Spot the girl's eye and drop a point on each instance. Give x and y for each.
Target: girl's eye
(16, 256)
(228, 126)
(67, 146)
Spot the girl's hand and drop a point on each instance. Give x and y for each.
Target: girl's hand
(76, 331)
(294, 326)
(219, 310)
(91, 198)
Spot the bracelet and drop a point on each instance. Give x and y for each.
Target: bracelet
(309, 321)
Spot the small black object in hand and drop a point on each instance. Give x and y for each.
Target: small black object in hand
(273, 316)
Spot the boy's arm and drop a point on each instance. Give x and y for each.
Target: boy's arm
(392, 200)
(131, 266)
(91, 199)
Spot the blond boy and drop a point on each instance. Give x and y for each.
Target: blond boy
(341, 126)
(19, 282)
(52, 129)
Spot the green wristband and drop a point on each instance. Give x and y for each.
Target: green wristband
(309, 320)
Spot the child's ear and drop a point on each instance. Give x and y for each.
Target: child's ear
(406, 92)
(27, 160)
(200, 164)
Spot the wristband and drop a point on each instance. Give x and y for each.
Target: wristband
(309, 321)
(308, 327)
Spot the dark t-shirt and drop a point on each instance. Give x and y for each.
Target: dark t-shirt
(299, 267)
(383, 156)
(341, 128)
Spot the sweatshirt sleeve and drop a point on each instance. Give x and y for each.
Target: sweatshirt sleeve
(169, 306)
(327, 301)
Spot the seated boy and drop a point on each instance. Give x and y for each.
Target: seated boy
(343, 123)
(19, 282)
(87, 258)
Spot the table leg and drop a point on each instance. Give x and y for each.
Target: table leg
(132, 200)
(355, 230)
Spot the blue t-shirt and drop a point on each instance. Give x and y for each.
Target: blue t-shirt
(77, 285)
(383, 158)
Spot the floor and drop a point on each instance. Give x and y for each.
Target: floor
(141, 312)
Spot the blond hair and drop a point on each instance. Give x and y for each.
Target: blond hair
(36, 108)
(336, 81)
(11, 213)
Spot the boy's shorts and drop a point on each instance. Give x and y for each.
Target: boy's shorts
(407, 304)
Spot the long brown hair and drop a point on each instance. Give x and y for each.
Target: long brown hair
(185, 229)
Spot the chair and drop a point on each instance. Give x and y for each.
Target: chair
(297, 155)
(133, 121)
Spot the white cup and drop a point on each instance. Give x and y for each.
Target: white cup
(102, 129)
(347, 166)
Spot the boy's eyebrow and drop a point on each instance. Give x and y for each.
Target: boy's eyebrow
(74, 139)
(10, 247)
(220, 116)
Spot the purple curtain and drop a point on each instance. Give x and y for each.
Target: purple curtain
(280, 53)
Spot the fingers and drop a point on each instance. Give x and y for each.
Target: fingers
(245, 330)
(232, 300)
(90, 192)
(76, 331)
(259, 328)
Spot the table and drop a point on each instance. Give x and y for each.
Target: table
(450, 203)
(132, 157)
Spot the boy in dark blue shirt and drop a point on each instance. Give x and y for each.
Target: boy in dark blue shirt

──────────────────────────────

**About this task:**
Above are the entries. Copy exactly the part that opens with the line containing "Target: blue t-shirt" and closes with the line containing "Spot the fingers", and no more.

**Answer space:**
Target: blue t-shirt
(77, 285)
(383, 158)
Spot the floor and drop a point on each instance. Give x and y for each.
Target: floor
(141, 312)
Spot the blond hair and drop a point on each instance. Give x and y for each.
Target: blond hair
(36, 108)
(336, 81)
(11, 213)
Spot the boy's shorts and drop a point on each instance. Give x and y for each.
Target: boy's shorts
(407, 304)
Spot the long brown hair and drop a point on each instance. Give x and y for each.
Target: long brown hair
(185, 229)
Spot the chair and drop a point on each instance. Give x and y for each.
Target: chair
(297, 155)
(133, 121)
Spot the white cup and drop a point on each instance. Give x and y for each.
Target: white cup
(102, 129)
(347, 166)
Spot the boy's eyebrow and drop a point on each instance. Give x and y for each.
Target: boy's eyebrow
(74, 139)
(10, 247)
(220, 116)
Spot the purple curtain and drop a point on each instance. Give x and y for each.
Target: purple curtain
(280, 53)
Spot the fingers and drop a point on each instance. Give x and y for each.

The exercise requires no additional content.